Using only the entries below, copy exactly the lines that begin at the one with "Target: hairy stem surface" and end at the one with "Camera-trap review: tag the water", both included. Drop the pictures.

-- Source records --
-=-=-
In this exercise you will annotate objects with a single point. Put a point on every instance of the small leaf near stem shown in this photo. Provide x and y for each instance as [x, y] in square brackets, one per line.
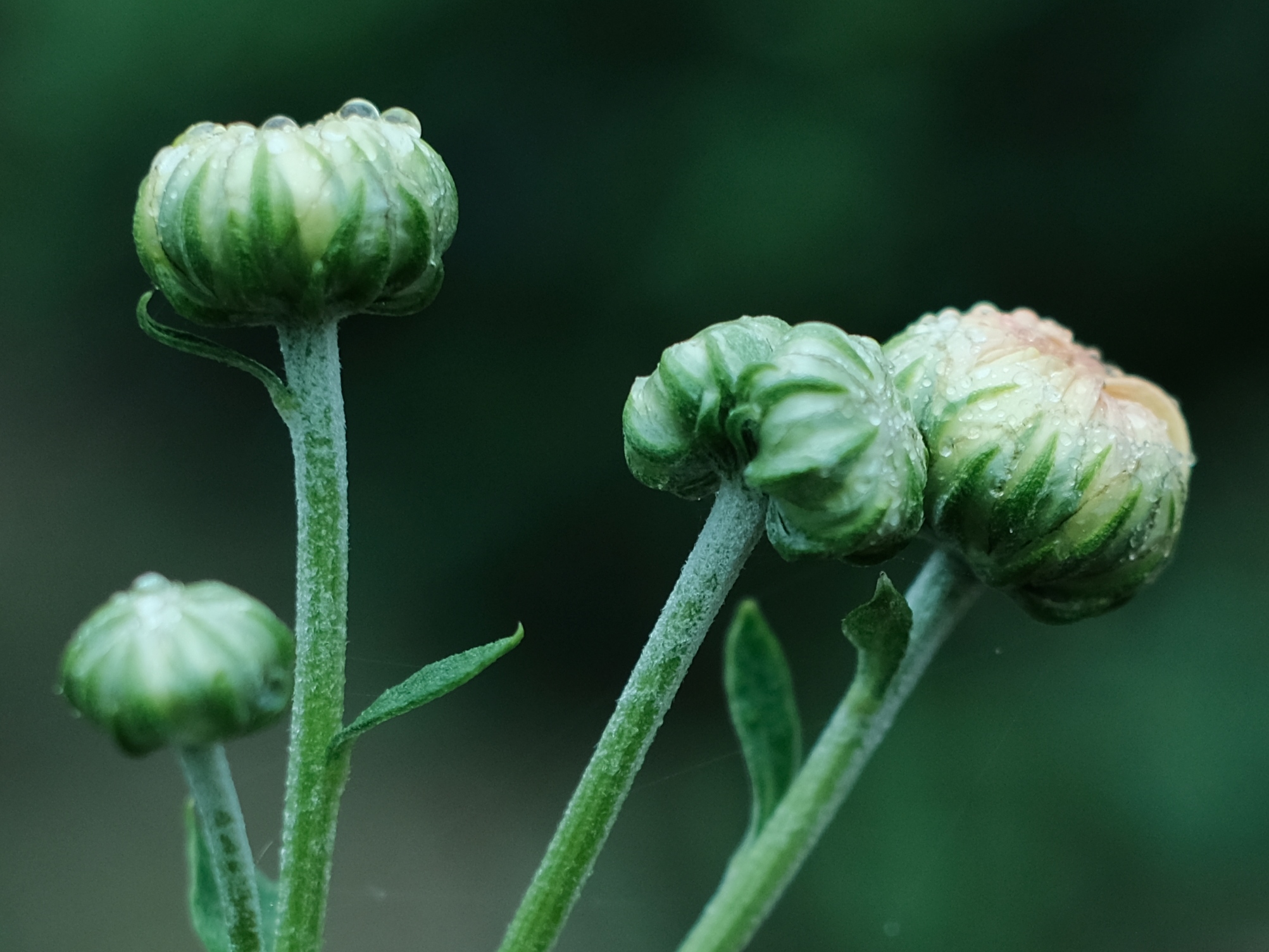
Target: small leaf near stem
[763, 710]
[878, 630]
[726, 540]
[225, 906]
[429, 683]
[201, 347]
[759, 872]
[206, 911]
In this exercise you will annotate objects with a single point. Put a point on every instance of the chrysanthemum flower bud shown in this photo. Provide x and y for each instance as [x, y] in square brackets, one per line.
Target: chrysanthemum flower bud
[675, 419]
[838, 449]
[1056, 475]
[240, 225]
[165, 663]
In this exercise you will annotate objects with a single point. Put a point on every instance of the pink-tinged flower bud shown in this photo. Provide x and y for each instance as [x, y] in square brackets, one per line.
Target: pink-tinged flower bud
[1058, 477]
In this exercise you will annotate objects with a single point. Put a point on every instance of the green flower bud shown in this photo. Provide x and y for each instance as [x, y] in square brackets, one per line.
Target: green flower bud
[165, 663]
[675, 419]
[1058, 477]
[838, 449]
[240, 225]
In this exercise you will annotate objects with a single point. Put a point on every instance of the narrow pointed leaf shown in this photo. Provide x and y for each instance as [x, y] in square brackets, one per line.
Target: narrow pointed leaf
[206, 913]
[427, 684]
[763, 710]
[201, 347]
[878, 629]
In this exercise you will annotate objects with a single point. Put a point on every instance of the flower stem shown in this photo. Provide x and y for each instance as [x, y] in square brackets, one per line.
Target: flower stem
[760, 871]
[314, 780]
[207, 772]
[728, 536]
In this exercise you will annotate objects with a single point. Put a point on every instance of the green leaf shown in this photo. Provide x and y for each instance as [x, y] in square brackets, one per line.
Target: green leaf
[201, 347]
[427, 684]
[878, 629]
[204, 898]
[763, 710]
-=-=-
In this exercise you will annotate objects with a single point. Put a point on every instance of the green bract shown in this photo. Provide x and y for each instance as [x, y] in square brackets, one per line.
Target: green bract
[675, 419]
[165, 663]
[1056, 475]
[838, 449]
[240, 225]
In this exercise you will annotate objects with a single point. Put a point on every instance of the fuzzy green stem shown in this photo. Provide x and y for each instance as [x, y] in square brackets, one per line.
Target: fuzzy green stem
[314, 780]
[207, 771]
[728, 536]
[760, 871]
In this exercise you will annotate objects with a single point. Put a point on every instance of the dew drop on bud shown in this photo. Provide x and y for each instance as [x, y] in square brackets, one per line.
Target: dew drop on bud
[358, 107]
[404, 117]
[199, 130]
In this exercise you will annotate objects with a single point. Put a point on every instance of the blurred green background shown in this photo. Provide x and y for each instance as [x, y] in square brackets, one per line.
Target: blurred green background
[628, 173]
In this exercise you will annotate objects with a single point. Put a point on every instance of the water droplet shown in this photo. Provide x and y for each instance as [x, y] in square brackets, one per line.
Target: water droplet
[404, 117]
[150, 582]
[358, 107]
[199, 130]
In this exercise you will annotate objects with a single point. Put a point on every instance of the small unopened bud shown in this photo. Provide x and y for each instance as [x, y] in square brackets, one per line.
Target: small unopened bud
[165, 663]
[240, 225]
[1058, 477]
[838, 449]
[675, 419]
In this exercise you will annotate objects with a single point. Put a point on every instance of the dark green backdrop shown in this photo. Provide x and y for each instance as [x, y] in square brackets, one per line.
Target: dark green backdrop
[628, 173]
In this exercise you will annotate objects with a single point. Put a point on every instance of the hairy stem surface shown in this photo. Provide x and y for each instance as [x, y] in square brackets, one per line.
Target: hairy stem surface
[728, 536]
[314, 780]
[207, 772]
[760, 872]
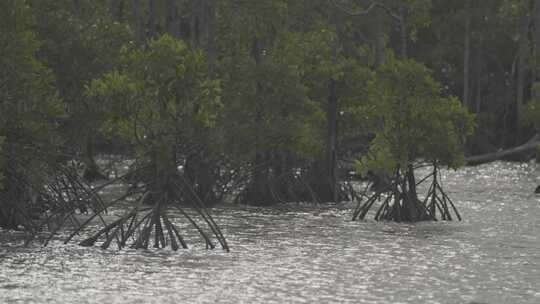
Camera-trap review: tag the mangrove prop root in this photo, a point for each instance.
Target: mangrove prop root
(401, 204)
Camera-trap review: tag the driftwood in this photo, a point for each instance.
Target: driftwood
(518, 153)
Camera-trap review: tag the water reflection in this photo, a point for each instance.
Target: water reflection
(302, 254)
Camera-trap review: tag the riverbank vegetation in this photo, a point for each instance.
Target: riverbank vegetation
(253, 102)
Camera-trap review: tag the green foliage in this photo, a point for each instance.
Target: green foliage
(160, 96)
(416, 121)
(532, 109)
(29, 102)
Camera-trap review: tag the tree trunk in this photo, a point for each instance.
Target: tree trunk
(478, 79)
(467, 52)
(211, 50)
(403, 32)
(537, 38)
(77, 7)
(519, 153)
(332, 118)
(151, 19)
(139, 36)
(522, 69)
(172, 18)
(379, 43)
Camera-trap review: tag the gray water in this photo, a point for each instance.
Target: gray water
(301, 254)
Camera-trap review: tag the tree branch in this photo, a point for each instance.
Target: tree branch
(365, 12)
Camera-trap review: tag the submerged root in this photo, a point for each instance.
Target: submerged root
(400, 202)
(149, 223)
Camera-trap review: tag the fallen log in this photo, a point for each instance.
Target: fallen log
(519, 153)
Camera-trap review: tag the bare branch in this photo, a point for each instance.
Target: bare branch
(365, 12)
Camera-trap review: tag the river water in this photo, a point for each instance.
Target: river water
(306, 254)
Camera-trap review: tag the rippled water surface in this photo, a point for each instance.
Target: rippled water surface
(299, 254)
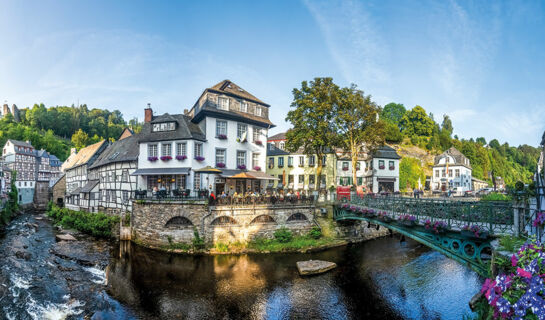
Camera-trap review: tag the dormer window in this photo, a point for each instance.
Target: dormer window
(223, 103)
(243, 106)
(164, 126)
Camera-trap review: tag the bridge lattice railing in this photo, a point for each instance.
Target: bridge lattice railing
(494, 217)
-=-=-
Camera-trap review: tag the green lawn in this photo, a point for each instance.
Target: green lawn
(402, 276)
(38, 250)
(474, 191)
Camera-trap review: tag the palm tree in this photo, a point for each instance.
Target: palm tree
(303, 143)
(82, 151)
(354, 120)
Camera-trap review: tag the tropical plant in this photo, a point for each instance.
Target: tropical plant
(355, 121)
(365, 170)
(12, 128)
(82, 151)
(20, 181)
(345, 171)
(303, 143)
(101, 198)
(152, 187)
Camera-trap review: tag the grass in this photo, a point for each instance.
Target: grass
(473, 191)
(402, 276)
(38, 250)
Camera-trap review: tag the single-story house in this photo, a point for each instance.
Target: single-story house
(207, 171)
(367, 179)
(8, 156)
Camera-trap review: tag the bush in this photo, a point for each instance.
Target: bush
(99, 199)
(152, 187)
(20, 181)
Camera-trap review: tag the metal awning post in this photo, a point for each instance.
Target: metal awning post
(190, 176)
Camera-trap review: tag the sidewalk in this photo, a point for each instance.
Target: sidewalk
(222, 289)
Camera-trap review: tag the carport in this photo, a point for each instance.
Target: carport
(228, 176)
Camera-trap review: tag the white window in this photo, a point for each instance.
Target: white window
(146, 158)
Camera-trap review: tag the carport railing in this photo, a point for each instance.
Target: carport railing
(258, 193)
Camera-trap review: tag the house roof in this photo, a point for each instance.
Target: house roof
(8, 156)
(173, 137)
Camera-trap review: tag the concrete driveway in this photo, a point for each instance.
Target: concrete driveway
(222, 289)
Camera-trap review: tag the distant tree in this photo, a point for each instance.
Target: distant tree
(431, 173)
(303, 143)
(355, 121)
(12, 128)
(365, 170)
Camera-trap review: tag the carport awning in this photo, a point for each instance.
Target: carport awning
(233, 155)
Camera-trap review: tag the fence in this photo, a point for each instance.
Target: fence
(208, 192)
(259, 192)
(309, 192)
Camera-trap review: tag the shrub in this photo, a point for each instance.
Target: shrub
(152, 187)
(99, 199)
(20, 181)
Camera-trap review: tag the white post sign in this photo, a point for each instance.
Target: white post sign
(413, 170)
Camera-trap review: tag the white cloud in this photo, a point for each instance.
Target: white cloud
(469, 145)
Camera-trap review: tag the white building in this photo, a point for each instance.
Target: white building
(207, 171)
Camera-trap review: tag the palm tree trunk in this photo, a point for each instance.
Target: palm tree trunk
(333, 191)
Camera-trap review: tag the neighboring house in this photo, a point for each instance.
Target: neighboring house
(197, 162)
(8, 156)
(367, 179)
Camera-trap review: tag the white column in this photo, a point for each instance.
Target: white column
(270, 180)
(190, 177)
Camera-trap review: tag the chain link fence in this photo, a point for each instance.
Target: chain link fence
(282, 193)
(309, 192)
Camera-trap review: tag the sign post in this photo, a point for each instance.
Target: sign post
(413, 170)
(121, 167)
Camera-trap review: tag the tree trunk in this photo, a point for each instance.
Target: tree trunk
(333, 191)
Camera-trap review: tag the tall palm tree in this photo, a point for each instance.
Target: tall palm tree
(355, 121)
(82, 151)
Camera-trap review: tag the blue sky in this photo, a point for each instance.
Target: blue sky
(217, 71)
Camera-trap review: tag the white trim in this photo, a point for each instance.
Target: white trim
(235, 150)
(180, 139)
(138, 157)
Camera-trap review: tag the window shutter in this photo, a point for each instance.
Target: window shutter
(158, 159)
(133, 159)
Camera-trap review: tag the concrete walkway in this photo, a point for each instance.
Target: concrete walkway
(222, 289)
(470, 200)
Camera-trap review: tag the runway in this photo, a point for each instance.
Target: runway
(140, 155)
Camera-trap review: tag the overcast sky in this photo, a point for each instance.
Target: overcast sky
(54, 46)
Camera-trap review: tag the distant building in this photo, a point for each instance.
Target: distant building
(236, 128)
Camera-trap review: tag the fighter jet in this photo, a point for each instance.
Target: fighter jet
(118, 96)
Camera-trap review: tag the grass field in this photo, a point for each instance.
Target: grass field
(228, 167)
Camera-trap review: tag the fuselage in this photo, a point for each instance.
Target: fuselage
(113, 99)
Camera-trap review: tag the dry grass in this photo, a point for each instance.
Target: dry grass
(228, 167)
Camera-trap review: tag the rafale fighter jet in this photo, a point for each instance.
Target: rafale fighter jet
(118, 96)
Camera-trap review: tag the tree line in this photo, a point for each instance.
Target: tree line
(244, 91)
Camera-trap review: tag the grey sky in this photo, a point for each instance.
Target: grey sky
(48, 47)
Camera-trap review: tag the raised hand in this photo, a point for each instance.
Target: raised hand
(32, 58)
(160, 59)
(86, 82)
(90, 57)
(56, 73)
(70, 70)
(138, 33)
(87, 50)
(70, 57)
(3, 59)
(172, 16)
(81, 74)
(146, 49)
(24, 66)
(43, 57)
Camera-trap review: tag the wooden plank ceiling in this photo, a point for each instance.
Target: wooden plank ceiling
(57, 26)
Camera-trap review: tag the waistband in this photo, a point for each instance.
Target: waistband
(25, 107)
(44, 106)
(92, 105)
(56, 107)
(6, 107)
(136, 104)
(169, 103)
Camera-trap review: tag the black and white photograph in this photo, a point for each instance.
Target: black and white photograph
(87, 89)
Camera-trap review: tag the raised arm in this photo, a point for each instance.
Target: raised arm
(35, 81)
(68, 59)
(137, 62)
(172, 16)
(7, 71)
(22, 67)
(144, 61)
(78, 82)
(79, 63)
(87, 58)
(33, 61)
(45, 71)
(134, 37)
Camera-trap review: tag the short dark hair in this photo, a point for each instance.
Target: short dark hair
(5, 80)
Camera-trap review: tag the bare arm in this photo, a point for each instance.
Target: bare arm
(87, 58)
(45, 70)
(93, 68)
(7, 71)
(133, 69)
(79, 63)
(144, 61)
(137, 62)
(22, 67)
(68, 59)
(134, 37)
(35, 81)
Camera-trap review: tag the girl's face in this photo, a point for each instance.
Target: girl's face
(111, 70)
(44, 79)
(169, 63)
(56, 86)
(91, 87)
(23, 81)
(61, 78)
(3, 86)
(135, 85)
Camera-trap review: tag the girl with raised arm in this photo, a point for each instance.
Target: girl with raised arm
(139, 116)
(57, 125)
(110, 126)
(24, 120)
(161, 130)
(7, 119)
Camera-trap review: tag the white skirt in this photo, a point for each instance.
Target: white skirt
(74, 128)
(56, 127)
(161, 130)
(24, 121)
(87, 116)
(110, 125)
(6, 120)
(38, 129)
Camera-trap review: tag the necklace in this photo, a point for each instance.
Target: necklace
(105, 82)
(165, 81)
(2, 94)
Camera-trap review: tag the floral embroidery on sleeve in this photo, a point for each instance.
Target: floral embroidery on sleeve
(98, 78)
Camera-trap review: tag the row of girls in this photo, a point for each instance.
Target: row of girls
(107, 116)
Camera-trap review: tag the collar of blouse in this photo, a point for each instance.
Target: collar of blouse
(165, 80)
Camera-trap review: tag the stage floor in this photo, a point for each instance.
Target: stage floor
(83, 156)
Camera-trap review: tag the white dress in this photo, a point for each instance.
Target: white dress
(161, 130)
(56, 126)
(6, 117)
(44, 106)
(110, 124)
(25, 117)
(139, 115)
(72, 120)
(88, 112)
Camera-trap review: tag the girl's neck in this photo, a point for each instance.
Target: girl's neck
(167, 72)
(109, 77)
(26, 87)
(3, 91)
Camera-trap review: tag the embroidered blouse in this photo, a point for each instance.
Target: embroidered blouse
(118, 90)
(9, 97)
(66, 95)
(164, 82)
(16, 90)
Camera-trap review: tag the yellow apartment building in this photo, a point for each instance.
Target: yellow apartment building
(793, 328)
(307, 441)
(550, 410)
-=-=-
-- Answer section --
Target: hairy stem surface
[728, 536]
[314, 780]
[207, 772]
[760, 872]
Camera-trap review: tag the mangrove prop root in this photo, a point for each instance.
Target: mangrove prop root
(401, 204)
Camera-trap review: tag the driftwood in this photo, a point for each instance.
Target: driftwood
(518, 153)
Camera-trap review: tag the water reflection in this photo, a point for each instance.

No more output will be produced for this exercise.